## Task description:
The entries are to be given back verbatim; no picture is to be copied.

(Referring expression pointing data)

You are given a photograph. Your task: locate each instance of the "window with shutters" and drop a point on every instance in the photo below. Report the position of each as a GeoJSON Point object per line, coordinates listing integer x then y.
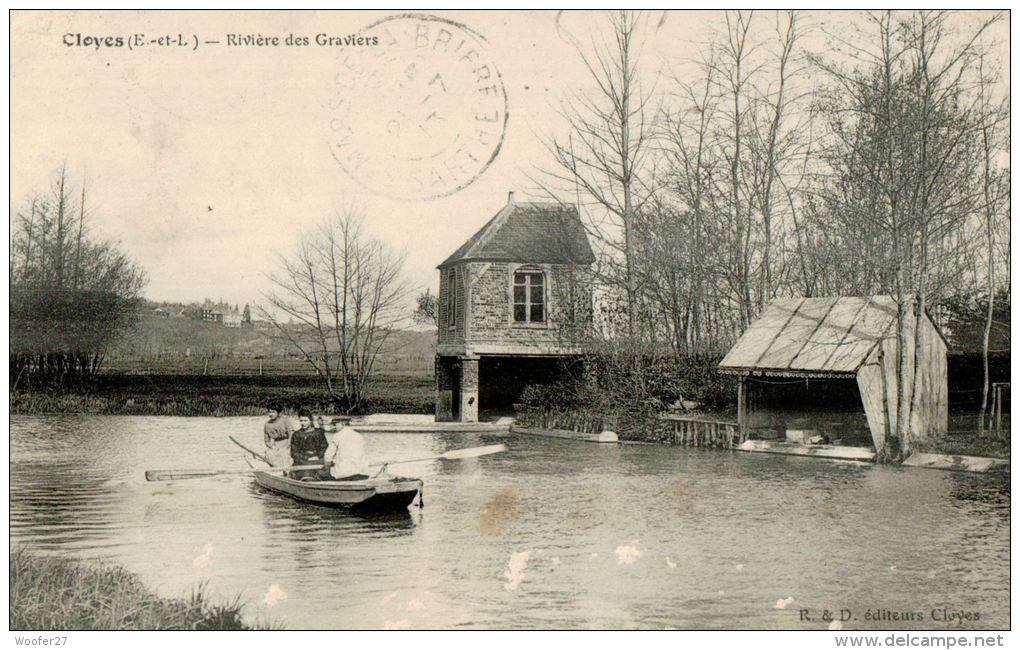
{"type": "Point", "coordinates": [452, 297]}
{"type": "Point", "coordinates": [529, 296]}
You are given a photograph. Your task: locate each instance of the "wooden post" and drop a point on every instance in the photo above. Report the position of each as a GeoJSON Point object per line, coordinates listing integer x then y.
{"type": "Point", "coordinates": [741, 408]}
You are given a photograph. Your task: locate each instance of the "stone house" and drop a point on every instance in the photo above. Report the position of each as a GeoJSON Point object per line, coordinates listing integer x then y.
{"type": "Point", "coordinates": [514, 301]}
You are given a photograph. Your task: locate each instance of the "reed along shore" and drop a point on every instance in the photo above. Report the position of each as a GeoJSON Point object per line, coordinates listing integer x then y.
{"type": "Point", "coordinates": [51, 593]}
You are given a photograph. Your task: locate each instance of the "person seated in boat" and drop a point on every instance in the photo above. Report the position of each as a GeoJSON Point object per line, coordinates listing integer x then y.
{"type": "Point", "coordinates": [345, 457]}
{"type": "Point", "coordinates": [276, 433]}
{"type": "Point", "coordinates": [308, 444]}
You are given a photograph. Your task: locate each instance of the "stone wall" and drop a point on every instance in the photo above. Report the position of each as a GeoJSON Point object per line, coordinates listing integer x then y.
{"type": "Point", "coordinates": [568, 304]}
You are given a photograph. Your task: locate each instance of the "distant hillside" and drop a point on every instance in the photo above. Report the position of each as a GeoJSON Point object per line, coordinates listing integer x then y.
{"type": "Point", "coordinates": [158, 338]}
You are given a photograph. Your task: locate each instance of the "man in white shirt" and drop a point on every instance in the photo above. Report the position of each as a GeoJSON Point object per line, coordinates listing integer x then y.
{"type": "Point", "coordinates": [345, 457]}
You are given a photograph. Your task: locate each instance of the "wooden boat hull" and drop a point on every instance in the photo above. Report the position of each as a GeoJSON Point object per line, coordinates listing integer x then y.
{"type": "Point", "coordinates": [373, 495]}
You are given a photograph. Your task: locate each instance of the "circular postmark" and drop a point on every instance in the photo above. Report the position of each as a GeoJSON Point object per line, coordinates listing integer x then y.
{"type": "Point", "coordinates": [421, 113]}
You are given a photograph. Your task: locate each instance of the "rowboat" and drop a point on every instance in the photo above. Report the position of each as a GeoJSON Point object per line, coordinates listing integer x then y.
{"type": "Point", "coordinates": [371, 495]}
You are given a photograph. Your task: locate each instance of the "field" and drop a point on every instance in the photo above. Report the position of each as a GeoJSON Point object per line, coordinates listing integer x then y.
{"type": "Point", "coordinates": [58, 594]}
{"type": "Point", "coordinates": [239, 393]}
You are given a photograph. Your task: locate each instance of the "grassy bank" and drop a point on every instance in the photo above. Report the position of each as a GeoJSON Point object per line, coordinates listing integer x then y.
{"type": "Point", "coordinates": [57, 594]}
{"type": "Point", "coordinates": [129, 394]}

## Answer below:
You are given a photograph. Your task: locate each instance of the "window with shutters" and drop a point on every instance in the photo below. Report the position of each as a GeoJSON Point object per line, coordinates listing integer x then y.
{"type": "Point", "coordinates": [452, 297]}
{"type": "Point", "coordinates": [529, 296]}
You are given a photograph. Your task: locate each instance of the "wooden post" and drop a point on every instance in the photo above. Report the position of each as a GeoJSON Point object per line, coordinates listing integer x then y.
{"type": "Point", "coordinates": [741, 408]}
You are given a photograph. Your task: locate each instance of the "stone house" and drop a point on every instance in the photo above. Report the position of each as a GeoJSON Point object per line, coordinates listing integer x then y.
{"type": "Point", "coordinates": [514, 301]}
You are given a photograph. Your task: locate each instance of the "reed along shore" and drop a point on every instance in the photo above. Report the position of each as a GeoJSON Point object per line, coordinates listing integer x then y.
{"type": "Point", "coordinates": [51, 593]}
You are given a photograph. Your task: locate each instance of the "person seated in boat" and drop a point on every instance in the photo above. Report the position of each as a GeoJSON Point object per line, coordinates listing integer x then y.
{"type": "Point", "coordinates": [345, 457]}
{"type": "Point", "coordinates": [276, 433]}
{"type": "Point", "coordinates": [308, 444]}
You are given a photograph. Your task: locate each instance of the "stone wall" and drop a point on every instance in the photo above. Report the position of each as a GeoJSON Point object per line, coordinates listing integer x then y.
{"type": "Point", "coordinates": [568, 304]}
You are given a photograph. Your task: locate each instance of the "distant hillside" and drop a point on every instance in the photo above. Report the position of each as a GeoJSON Point object per line, coordinates listing integer x then y.
{"type": "Point", "coordinates": [158, 338]}
You are given a photograph. Your task: locate each instance of the "man in white shirt" and drop a point on every instance in the photo above. Report the position of each as a GeoJSON Point object per line, coordinates listing integer x then y.
{"type": "Point", "coordinates": [345, 457]}
You are given a photograph. Your task: locate each instance of the "wooden boat hull" and drop a point on every instance in the photo above. Report the position of each as a GeoJSON Point object per line, coordinates listing integer x then y.
{"type": "Point", "coordinates": [373, 495]}
You are given a photograph. Your task: locate each instance of the "circular postmark" and drop a point on every instance in the photo above. Report the position of each as a GeoJSON Point object per line, coordinates listing integer x then y.
{"type": "Point", "coordinates": [421, 113]}
You are given a photograph. Your task: locate each instance of the "rowboat" and drop a point on every instance in the photo above. Report the position of each as a GeoJSON Point object per line, coordinates listing integer x then y.
{"type": "Point", "coordinates": [371, 495]}
You are given a photograph. Your task: locate each instance of the "field" and drop a point on every instance in the photo above. Report the position of each as a GeoJSON Point object per line, coordinates listing integer x then y.
{"type": "Point", "coordinates": [58, 594]}
{"type": "Point", "coordinates": [239, 393]}
You are given a photograph. Your task: locate each instance of the "grassy bank" and drop a point on every instance in the photo above. Report the position of each as a GeoJSON Point object per line, coordinates listing integer x then y.
{"type": "Point", "coordinates": [57, 594]}
{"type": "Point", "coordinates": [129, 394]}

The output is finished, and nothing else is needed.